◆ Exercise requirements ◆
Once you reach the line containing "[(97, 169), (230, 155), (439, 257)]" in the data below, restate each line word for word up to and including the one containing "[(342, 290), (340, 117), (72, 79), (274, 293)]".

◆ Record set ◆
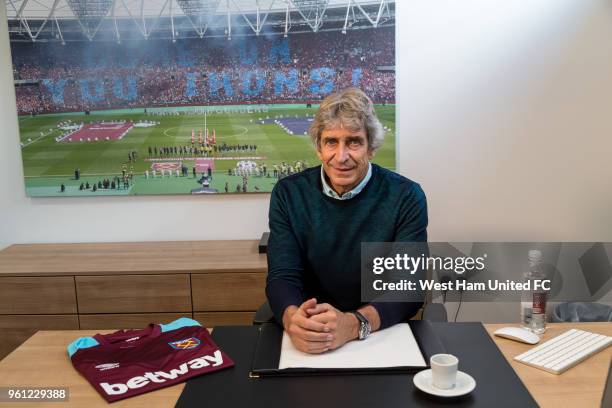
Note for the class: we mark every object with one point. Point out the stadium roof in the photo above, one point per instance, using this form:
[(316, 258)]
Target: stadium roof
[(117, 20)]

--

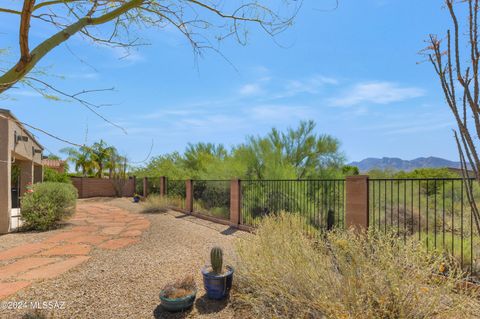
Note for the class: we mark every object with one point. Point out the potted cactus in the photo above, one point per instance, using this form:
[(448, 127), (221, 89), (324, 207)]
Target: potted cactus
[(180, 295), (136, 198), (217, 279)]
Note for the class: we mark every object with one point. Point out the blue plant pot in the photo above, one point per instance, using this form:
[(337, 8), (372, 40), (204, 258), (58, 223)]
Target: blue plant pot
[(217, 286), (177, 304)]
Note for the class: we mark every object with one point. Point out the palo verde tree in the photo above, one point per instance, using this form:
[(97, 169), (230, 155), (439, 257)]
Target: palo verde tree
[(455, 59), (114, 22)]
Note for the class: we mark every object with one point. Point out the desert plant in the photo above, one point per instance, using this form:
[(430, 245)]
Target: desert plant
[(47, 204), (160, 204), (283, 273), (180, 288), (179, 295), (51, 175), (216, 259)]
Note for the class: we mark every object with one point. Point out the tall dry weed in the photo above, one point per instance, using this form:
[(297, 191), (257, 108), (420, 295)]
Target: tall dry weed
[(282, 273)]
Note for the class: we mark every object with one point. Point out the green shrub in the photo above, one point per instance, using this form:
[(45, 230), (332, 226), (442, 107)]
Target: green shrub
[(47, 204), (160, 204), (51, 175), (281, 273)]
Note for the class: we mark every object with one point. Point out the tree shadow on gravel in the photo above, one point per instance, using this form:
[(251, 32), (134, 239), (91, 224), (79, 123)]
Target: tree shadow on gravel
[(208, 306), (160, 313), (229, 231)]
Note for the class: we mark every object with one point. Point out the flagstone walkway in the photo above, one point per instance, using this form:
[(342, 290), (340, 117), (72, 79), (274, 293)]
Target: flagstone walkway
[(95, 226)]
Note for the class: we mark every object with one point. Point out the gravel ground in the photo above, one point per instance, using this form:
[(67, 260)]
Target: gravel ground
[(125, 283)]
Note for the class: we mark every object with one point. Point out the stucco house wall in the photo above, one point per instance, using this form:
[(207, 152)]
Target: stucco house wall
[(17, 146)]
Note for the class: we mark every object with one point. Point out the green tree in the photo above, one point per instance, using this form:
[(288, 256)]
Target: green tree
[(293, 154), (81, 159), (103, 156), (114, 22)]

◆ Problem solution ◆
[(97, 169), (230, 155), (439, 257)]
Target: palo verde tree
[(455, 59), (114, 22)]
Note for the class: we mark every object with one point. Point out the desert plant in the photo above, one point per instance, using this form:
[(430, 245)]
Target: desert plant
[(47, 204), (160, 204), (283, 273), (180, 288), (179, 295), (51, 175), (216, 259)]
Note for the class: we mark every object with one point. Point out the tall dry weed in the photo above, one point per instance, using this form:
[(297, 191), (257, 108), (420, 295)]
Target: tall dry weed
[(282, 273)]
Note for the class: we mark every object with one point. Point out the green shrub in the photo above, one point per instance, using this form:
[(45, 230), (332, 226), (442, 107)]
Target: green shrub
[(47, 204), (160, 204), (51, 175), (281, 273)]
Note for the class: we mark every object with one point. Point out the tree shadow on gravel in the photo above, one point per instance, using this form:
[(251, 32), (134, 239), (91, 224), (79, 123)]
Target: tree shadow on gravel
[(208, 306), (160, 313), (229, 231)]
Note for the class: we mark every object with one point. Point out the flagstone walkway in the photo above, one point per instance, using this form:
[(342, 290), (340, 117), (72, 79), (274, 293)]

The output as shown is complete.